/---
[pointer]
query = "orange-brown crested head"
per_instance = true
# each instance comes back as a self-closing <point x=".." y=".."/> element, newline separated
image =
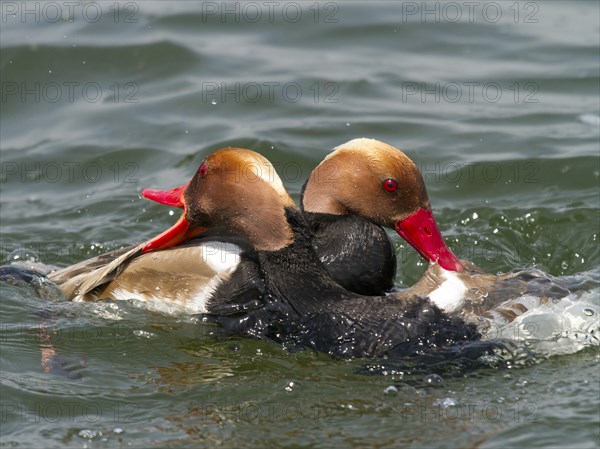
<point x="234" y="189"/>
<point x="369" y="178"/>
<point x="378" y="182"/>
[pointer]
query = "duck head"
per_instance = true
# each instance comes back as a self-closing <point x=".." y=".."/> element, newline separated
<point x="374" y="180"/>
<point x="234" y="189"/>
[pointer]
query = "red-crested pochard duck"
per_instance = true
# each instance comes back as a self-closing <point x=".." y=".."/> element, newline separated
<point x="361" y="186"/>
<point x="237" y="193"/>
<point x="365" y="184"/>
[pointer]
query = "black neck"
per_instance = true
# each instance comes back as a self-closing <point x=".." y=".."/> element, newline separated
<point x="295" y="272"/>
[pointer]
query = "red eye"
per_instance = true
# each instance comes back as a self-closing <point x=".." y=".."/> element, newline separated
<point x="390" y="185"/>
<point x="203" y="170"/>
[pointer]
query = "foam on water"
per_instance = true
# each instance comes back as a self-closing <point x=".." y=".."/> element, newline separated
<point x="555" y="327"/>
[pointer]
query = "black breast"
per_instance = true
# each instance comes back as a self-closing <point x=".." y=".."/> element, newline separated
<point x="357" y="253"/>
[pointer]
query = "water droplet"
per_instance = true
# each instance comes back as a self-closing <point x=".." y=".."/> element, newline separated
<point x="390" y="389"/>
<point x="446" y="402"/>
<point x="24" y="255"/>
<point x="433" y="379"/>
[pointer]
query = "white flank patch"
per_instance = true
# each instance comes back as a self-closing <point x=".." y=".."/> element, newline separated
<point x="450" y="295"/>
<point x="221" y="257"/>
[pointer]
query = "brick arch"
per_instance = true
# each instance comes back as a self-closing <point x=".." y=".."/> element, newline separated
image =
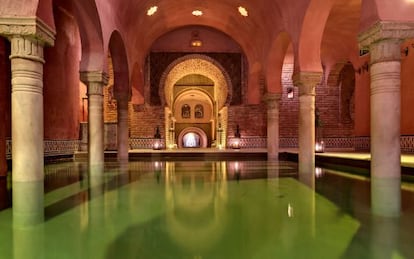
<point x="198" y="131"/>
<point x="308" y="57"/>
<point x="196" y="64"/>
<point x="120" y="65"/>
<point x="276" y="58"/>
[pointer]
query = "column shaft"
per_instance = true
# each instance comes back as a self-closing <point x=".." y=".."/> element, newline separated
<point x="385" y="127"/>
<point x="27" y="109"/>
<point x="306" y="133"/>
<point x="307" y="82"/>
<point x="273" y="126"/>
<point x="27" y="131"/>
<point x="95" y="80"/>
<point x="96" y="124"/>
<point x="122" y="132"/>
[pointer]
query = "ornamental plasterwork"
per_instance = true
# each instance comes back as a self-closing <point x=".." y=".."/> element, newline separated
<point x="307" y="82"/>
<point x="196" y="64"/>
<point x="386" y="30"/>
<point x="272" y="100"/>
<point x="94" y="76"/>
<point x="31" y="27"/>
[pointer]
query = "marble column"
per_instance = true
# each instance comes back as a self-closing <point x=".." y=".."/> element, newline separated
<point x="384" y="42"/>
<point x="28" y="36"/>
<point x="307" y="81"/>
<point x="272" y="100"/>
<point x="95" y="81"/>
<point x="122" y="131"/>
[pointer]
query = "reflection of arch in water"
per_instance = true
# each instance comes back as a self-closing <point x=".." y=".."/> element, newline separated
<point x="195" y="204"/>
<point x="192" y="137"/>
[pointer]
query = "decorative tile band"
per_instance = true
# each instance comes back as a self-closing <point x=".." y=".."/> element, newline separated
<point x="51" y="147"/>
<point x="60" y="147"/>
<point x="144" y="143"/>
<point x="69" y="147"/>
<point x="249" y="142"/>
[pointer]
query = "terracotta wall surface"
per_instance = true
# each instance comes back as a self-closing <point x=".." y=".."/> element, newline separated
<point x="250" y="118"/>
<point x="5" y="89"/>
<point x="144" y="119"/>
<point x="61" y="82"/>
<point x="362" y="100"/>
<point x="407" y="90"/>
<point x="5" y="108"/>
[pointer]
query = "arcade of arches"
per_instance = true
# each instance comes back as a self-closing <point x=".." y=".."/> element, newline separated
<point x="95" y="75"/>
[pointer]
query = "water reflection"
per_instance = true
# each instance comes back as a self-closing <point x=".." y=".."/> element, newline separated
<point x="5" y="195"/>
<point x="195" y="204"/>
<point x="201" y="209"/>
<point x="28" y="203"/>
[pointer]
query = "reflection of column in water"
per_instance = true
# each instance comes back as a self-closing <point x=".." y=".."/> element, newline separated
<point x="28" y="204"/>
<point x="386" y="196"/>
<point x="190" y="202"/>
<point x="308" y="179"/>
<point x="95" y="209"/>
<point x="28" y="242"/>
<point x="384" y="237"/>
<point x="4" y="196"/>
\---
## Problem details
Leave out the pictures and transcribe everything else exactly.

## Finished exercise
[pointer]
query = "orange-brown crested head"
per_instance = true
# each instance comes back as a self-closing <point x=".." y=".."/> element, newline separated
image =
<point x="234" y="189"/>
<point x="369" y="178"/>
<point x="378" y="182"/>
[pointer]
query = "duck head"
per_instance = true
# each instance comes back as a self-closing <point x=".." y=".."/> element, newline separated
<point x="374" y="180"/>
<point x="234" y="189"/>
[pointer]
query = "red-crested pochard duck"
per_instance = true
# each instance comes back as a self-closing <point x=".." y=".."/> element, newline separated
<point x="361" y="186"/>
<point x="237" y="193"/>
<point x="365" y="184"/>
[pointer]
query = "black neck"
per_instance = true
# each instance comes back as a self-closing <point x=".." y=".."/> element, newline separated
<point x="295" y="272"/>
[pointer]
query = "red eye"
per_instance = true
# each instance comes back as a self-closing <point x=".." y=".."/> element, newline separated
<point x="390" y="185"/>
<point x="203" y="170"/>
[pointer]
query = "foam on water"
per_instance = true
# each instance comes back as a self-closing <point x=".." y=".."/> element, newline separated
<point x="555" y="327"/>
[pointer]
query = "black breast"
per_instance = true
# each instance comes back as a self-closing <point x=".." y=".."/> element, newline separated
<point x="357" y="253"/>
[pointer]
query = "water droplet"
per_instance = true
# each instance comes back as a self-closing <point x=".." y=".."/> element, newline separated
<point x="390" y="389"/>
<point x="446" y="402"/>
<point x="24" y="255"/>
<point x="433" y="379"/>
[pointer]
query = "white flank patch"
per_instance = true
# each instance comes back as a self-closing <point x=".." y=".."/> element, newline separated
<point x="450" y="295"/>
<point x="221" y="257"/>
[pointer]
query = "brick arch"
per_instance = true
# each instance comes back as a self-closing <point x=".." y=".."/> element, newline separated
image =
<point x="198" y="131"/>
<point x="308" y="57"/>
<point x="196" y="64"/>
<point x="120" y="65"/>
<point x="276" y="58"/>
[pointer]
query = "column shaft"
per_instance = true
# each instance comes back as a self-closing <point x=".." y=".."/> element, newline separated
<point x="385" y="127"/>
<point x="27" y="109"/>
<point x="306" y="133"/>
<point x="307" y="82"/>
<point x="273" y="126"/>
<point x="27" y="131"/>
<point x="95" y="80"/>
<point x="96" y="124"/>
<point x="122" y="132"/>
[pointer]
query = "ornamental plasterwork"
per_instance = true
# each instance comes back as a self-closing <point x=".." y=".."/> element, newline separated
<point x="307" y="82"/>
<point x="196" y="64"/>
<point x="386" y="30"/>
<point x="272" y="100"/>
<point x="94" y="76"/>
<point x="31" y="27"/>
[pointer]
query = "marble column"
per_instance = true
# each instance comes back as a self-closing <point x=".." y=".."/> element, newline separated
<point x="384" y="42"/>
<point x="28" y="36"/>
<point x="307" y="81"/>
<point x="272" y="100"/>
<point x="95" y="81"/>
<point x="122" y="131"/>
[pointer]
query = "reflection of arch in water"
per_instance = true
# each instance comes back as a self-closing <point x=".." y=".."/> element, newline separated
<point x="195" y="204"/>
<point x="192" y="137"/>
[pointer]
query = "decorative tile band"
per_instance = true
# each instance comes back as a self-closing <point x=".." y=".."/> element, newline separated
<point x="51" y="147"/>
<point x="60" y="147"/>
<point x="144" y="143"/>
<point x="69" y="147"/>
<point x="249" y="142"/>
[pointer]
query = "terracotta wall surface"
per_instance = true
# each instance comes back as a self-closing <point x=".." y=".."/> element, newline separated
<point x="250" y="118"/>
<point x="5" y="89"/>
<point x="144" y="119"/>
<point x="61" y="82"/>
<point x="362" y="100"/>
<point x="407" y="90"/>
<point x="5" y="108"/>
[pointer]
query = "arcade of arches"
per_instance = true
# each instance comes back as a self-closing <point x=".." y=".."/> element, newline separated
<point x="95" y="75"/>
[pointer]
query = "water reflection"
per_instance = true
# each instance comes back as a self-closing <point x=".." y=".."/> element, newline separated
<point x="5" y="195"/>
<point x="195" y="204"/>
<point x="201" y="209"/>
<point x="28" y="203"/>
[pointer]
query = "reflection of column in water"
per_instance = true
# each instance comes back as a self-closing <point x=".." y=".."/> element, newline separated
<point x="28" y="204"/>
<point x="386" y="196"/>
<point x="190" y="202"/>
<point x="308" y="179"/>
<point x="95" y="209"/>
<point x="28" y="242"/>
<point x="384" y="237"/>
<point x="4" y="196"/>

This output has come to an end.